▶ **What you should do**: Pick up the passage on VIPER and pedigree genotype errors after its last sentence and keep writing it.

-- Document text follows --

Pedigree genotype datasets are used for analysing genetic inheritance and to map genetic markers and traits. Such datasets consist of hundreds of related animals genotyped for thousands of genetic markers and invariably contain multiple errors in both the pedigree structure and in the associated individual genotype data. These errors manifest as apparent inheritance inconsistencies in the pedigree, and invalidate analyses of marker inheritance patterns across the dataset. Cleaning raw datasets of bad data points (incorrect pedigree relationships, unreliable marker assays, suspect samples, bad genotype results etc.) requires expert exploration of the patterns of exposed inconsistencies in the context of the inheritance pedigree. In order to assist this process we are developing VIPER (Visual Pedigree Explorer), a software tool that integrates an inheritance-checking algorithm with a novel space-efficient pedigree visualisation, so that reported inheritance inconsistencies are overlaid on an interactive, navigable representation of the pedigree structure.
Methods and results
This paper describes an evaluation of how VIPER displays the different scales and types of dataset that occur experimentally, with a description of how VIPER's display interface and functionality meet the challenges presented by such data. We examine a range of possible error types found in real and simulated pedigree genotype datasets, demonstrating how these errors are exposed and explored using the VIPER interface and we evaluate the utility and usability of the interface to the domain expert.

-- Document text concluded --
-- Extracted entries follows --

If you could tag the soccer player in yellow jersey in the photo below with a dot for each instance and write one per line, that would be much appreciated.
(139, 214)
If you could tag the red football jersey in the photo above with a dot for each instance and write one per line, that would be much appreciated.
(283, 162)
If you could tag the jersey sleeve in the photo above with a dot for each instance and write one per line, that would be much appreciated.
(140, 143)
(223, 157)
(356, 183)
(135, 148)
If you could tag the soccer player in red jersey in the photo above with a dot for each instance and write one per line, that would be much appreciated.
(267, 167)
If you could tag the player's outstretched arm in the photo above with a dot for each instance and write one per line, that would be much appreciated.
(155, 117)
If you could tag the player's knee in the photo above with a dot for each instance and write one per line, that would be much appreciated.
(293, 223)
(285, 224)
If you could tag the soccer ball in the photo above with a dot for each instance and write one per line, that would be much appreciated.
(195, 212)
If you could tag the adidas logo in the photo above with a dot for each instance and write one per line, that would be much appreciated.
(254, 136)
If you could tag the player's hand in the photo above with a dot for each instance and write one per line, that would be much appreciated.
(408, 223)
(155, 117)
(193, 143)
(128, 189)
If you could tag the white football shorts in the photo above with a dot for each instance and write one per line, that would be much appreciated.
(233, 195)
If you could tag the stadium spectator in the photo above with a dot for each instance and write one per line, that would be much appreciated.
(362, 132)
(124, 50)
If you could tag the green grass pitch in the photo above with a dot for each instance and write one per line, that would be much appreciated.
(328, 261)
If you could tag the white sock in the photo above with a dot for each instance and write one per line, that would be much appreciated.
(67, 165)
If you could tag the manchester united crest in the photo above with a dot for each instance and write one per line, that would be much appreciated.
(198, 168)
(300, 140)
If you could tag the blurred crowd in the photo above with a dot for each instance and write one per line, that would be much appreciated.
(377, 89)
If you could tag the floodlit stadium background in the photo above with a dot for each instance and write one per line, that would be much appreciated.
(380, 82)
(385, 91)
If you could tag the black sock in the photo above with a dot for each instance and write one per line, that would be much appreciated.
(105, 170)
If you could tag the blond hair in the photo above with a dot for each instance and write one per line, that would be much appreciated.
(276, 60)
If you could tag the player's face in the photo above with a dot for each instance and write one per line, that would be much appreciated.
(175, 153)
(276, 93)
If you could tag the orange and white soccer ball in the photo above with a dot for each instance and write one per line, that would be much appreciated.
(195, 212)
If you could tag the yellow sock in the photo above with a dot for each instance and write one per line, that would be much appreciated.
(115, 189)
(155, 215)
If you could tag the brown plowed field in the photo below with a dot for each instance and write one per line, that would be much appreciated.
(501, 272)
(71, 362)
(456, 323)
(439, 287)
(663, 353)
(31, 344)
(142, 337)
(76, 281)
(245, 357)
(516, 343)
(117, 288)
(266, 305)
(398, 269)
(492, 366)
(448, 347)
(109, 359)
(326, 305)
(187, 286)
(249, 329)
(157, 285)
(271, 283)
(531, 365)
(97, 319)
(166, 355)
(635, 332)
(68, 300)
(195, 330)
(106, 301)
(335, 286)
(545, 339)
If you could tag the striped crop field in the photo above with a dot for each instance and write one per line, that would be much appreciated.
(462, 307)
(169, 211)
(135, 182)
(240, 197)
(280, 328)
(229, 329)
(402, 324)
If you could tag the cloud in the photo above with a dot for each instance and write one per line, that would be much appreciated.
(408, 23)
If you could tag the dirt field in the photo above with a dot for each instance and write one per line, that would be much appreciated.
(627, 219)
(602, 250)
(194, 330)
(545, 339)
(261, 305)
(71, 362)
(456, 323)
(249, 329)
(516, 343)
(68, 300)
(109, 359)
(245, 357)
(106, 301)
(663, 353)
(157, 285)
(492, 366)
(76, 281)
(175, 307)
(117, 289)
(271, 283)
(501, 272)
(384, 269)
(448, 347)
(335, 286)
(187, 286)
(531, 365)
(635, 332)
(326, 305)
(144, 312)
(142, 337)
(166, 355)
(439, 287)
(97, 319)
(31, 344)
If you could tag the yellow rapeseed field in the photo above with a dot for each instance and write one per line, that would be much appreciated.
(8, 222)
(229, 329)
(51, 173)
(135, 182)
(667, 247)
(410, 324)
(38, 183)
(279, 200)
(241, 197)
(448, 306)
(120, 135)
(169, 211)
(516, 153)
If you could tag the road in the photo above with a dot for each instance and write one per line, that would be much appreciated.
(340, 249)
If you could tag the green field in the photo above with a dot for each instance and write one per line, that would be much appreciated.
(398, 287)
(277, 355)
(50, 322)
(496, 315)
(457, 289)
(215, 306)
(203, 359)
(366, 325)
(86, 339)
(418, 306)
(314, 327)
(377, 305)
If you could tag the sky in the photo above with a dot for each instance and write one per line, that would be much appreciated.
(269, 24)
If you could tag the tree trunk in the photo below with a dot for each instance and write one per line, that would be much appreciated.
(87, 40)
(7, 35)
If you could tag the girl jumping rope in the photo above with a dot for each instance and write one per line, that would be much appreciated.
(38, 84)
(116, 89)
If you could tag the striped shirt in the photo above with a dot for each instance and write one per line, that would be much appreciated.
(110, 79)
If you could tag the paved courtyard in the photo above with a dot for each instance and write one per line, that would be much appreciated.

-- Extracted entries concluded --

▶ **Answer to this exercise**:
Evaluation was performed as a two stage process with the assistance of domain experts (geneticists). The initial evaluation drove the iterative implementation of further features in the software prototype, as required by the users, prior to a final functional evaluation of the pedigree display for exploring the various error types, data scales and structures.
The VIPER display was shown to effectively expose the range of errors found in experimental genotyped pedigrees, allowing users to explore the underlying causes of reported inheritance inconsistencies. This interface will provide the basis for a full data cleaning tool that will allow the user to remove isolated bad data points, and reversibly test the effect of removing suspect genotypes and pedigree relationships.